» TASK DETAILS
Starting at the line that contains "Note to the class: indicate the small" and ending at the last line of the records, reproduce only those lines, swapping every "butterfly wing" for "moth wing" and leaving everything else unchanged.

» GIVEN ENTRIES
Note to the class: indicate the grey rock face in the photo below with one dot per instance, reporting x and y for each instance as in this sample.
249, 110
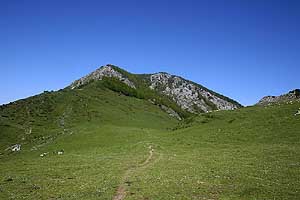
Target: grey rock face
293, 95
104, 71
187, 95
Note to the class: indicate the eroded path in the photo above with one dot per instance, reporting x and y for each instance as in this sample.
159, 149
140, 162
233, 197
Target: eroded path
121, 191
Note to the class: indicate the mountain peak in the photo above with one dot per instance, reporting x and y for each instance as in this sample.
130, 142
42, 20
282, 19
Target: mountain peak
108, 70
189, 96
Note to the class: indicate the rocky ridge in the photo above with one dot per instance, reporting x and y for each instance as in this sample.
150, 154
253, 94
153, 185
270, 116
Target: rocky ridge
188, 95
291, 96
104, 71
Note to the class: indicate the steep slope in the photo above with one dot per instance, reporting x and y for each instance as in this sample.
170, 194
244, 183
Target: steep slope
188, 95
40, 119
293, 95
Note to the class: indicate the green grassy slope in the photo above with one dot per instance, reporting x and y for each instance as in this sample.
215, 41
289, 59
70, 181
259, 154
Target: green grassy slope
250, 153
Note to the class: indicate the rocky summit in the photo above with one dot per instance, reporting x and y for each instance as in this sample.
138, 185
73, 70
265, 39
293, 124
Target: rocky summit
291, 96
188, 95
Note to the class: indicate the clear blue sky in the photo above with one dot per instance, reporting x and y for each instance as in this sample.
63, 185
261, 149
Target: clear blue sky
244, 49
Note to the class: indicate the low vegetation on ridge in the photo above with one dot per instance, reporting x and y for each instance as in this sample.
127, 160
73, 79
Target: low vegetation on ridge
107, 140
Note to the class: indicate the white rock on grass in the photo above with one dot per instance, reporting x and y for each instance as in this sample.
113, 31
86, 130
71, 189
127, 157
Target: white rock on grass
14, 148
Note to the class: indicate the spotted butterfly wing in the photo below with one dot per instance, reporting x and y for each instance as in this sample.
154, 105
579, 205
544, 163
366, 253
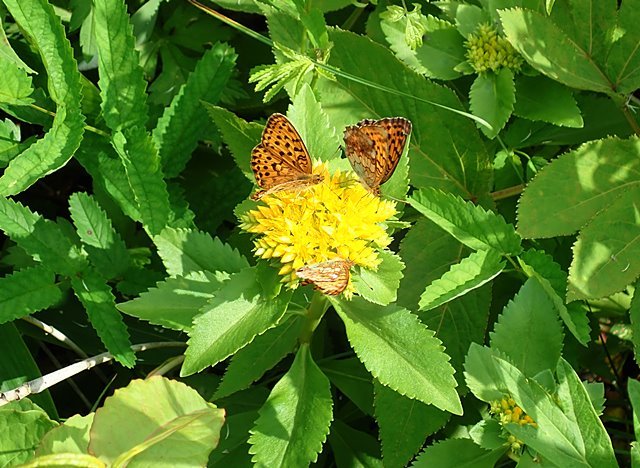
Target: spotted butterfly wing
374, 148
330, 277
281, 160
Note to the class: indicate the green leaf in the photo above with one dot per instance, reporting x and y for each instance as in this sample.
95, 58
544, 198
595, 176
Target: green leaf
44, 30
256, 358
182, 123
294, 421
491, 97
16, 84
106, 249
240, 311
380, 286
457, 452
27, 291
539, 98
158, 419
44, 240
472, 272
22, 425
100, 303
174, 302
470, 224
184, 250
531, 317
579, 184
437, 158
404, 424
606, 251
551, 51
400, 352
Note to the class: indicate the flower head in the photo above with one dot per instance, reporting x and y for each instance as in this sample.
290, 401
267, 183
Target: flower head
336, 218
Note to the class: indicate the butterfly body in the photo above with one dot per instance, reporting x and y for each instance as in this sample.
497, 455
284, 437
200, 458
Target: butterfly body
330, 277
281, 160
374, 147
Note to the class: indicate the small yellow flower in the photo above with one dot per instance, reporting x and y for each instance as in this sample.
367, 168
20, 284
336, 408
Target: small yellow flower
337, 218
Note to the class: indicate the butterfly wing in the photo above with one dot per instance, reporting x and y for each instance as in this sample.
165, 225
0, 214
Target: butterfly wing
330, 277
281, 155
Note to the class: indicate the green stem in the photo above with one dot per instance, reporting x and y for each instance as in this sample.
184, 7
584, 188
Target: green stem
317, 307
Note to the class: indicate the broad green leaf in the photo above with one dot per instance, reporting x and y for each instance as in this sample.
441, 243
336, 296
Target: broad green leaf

» ANSWER FOR THE TASK
Note to the class: indicate the small yellow flower in the photo above with one dot per instance, reporting x and y for each instance as in this sample.
367, 168
20, 284
336, 408
Target: small yellow flower
337, 218
Note to the class: indicate the moth wing in the photo above with one dot per instance, reporting x and y for each instance as in this sample.
165, 225
0, 214
Target: moth wing
330, 277
281, 155
Note to the class: indicate the green stem in the photo above with one dot per instance, reporting x and y for each instance as in this sample.
184, 7
584, 188
Target: green stem
317, 307
Note to the class: indicate the broad green leaf in the photo above with one dot per instance, reporting x and y for each instance as in this sample.
441, 243
336, 296
Target: broad green leaf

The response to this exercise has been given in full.